# DIRECTIONS FOR THIS TASK
Transcribe each row below verbatim, keeping every character and line break unchanged.

(Segmentation annotation records)
########################################

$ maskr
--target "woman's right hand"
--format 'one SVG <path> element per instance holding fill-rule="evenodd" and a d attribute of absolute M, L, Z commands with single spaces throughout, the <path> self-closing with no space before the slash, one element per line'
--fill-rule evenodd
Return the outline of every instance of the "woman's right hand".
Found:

########################################

# FULL ANSWER
$ maskr
--target "woman's right hand"
--format 'one SVG <path> element per instance holding fill-rule="evenodd" and a d attribute of absolute M, L, Z commands with single spaces throughout, the <path> self-closing with no space before the slash, one element per line'
--fill-rule evenodd
Return the outline of every instance of the "woman's right hand".
Found:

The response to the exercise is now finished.